Text block:

******************************

I have built two proof-of-concept projects for a RESTful API in Golang which will return a large amount of JSON data by querying for a specific ID. I built the first using MongoDB, and then a modified 2nd to support Postgres. The MongoDB version queries by the ID in the JSON itself, but Postgres I simply had two columns in a table, with a primary key on the ID and a jsonb column for all the JSON data. I assumed this was faster than indexing all of the json data and selecting that way. Since I am always returning all of the json data, it seemed unnecessary to query via json data.
I heard a lot of positive things about Postgres being 2.8-3x faster than MongoDB for handling JSON data, and the initial results seemed to prove so. I built a tester which would sequentially perform GETs on the API for all (roughly 30k) objects in the database and print them out, and record the amount of time they took. Postgres finished all 30k in 1.5 minutes, with MongoDB finishing in 6. I decided to write a second test, performed the same way, but instead query 100 funds at the same time, wait for all 100 to be processed (printed), then feed in another set of 100 IDs to query the API for. This is repeated until all the funds have been queried for and returned. It's quite easy to do in Golang using goroutines. MongoDB finished in roughly 6 minutes again... with Postgres finishing in 45. The slowness of Postgres in the console for printing was very noticeable.

******************************

Requests:
1. Reproduce the post about MongoDB and Postgres from "I heard a lot" to "was very noticeable.".
2. For each statement, say yes or no according to the post about MongoDB and Postgres and quote the words from it that decide: (a) In the first test, Postgres returned all the objects faster than MongoDB. (b) The Postgres table indexed all of the JSON data. (c) In the second test, MongoDB took longer than Postgres.
The rows that follow were taken from a different source.

******************************

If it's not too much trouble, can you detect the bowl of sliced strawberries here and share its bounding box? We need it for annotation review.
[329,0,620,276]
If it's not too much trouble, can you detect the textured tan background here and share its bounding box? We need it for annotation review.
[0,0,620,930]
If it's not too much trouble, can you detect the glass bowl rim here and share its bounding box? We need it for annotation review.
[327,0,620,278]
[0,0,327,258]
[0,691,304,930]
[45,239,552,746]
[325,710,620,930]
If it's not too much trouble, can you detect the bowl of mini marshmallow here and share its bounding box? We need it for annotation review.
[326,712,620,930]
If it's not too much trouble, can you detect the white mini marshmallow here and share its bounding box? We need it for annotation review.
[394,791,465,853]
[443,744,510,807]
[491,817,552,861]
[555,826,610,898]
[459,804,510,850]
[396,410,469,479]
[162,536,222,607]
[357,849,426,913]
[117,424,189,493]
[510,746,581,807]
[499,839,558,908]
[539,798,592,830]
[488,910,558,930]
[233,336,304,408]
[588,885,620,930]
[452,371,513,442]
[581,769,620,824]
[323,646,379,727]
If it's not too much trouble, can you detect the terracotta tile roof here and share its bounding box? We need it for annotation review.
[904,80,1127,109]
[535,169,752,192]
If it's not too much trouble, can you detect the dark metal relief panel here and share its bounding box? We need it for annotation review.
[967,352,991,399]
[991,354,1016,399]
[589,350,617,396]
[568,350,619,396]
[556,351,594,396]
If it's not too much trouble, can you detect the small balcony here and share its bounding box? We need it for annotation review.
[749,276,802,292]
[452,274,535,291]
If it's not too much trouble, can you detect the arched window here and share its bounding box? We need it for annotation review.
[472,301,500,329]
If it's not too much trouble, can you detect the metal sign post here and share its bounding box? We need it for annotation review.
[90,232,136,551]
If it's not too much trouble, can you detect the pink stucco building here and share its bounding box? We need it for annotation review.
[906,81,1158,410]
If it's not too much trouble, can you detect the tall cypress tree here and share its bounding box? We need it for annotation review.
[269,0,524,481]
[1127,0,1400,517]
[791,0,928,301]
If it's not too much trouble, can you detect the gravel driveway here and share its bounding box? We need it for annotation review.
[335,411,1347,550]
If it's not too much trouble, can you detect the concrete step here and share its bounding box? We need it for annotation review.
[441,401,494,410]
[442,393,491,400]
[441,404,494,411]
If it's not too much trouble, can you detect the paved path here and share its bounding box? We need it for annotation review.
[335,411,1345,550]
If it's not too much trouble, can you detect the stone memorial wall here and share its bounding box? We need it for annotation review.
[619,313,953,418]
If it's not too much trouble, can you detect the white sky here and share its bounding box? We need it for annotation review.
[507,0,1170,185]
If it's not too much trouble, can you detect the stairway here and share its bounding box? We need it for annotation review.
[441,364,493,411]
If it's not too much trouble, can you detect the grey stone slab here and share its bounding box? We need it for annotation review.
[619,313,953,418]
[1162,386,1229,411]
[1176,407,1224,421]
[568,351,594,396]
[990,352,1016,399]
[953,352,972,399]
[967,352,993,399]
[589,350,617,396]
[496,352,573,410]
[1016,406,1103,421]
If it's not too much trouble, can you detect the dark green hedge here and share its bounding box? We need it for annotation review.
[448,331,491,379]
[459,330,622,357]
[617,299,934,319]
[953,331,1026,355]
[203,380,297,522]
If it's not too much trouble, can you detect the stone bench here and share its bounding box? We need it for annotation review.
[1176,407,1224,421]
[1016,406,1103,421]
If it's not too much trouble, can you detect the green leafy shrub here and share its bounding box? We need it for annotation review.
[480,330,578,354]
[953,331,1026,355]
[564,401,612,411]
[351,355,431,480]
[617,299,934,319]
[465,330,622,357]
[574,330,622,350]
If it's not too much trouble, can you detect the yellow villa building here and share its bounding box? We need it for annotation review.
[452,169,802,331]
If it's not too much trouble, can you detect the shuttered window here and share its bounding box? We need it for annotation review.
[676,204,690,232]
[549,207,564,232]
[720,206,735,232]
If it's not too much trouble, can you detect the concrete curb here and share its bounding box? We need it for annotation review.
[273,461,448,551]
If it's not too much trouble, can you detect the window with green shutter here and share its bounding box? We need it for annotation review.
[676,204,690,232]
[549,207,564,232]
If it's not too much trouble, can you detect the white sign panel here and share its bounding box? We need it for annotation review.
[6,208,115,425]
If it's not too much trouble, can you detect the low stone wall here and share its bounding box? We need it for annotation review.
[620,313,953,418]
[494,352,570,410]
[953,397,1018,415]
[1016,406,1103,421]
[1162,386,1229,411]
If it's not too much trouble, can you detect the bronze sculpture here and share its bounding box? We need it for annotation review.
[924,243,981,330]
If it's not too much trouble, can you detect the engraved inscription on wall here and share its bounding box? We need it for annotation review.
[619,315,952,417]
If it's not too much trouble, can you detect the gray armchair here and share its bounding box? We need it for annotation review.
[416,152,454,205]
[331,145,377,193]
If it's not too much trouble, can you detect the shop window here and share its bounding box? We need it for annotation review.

******************************

Exercise results:
1.
I heard a lot of positive things about Postgres being 2.8-3x faster than MongoDB for handling JSON data, and the initial results seemed to prove so. I built a tester which would sequentially perform GETs on the API for all (roughly 30k) objects in the database and print them out, and record the amount of time they took. Postgres finished all 30k in 1.5 minutes, with MongoDB finishing in 6. I decided to write a second test, performed the same way, but instead query 100 funds at the same time, wait for all 100 to be processed (printed), then feed in another set of 100 IDs to query the API for. This is repeated until all the funds have been queried for and returned. It's quite easy to do in Golang using goroutines. MongoDB finished in roughly 6 minutes again... with Postgres finishing in 45. The slowness of Postgres in the console for printing was very noticeable.

2.
(a) Yes: "Postgres finished all 30k in 1.5 minutes, with MongoDB finishing in 6."
(b) No: "with a primary key on the ID and a jsonb column for all the JSON data"
(c) No: "MongoDB finished in roughly 6 minutes again... with Postgres finishing in 45."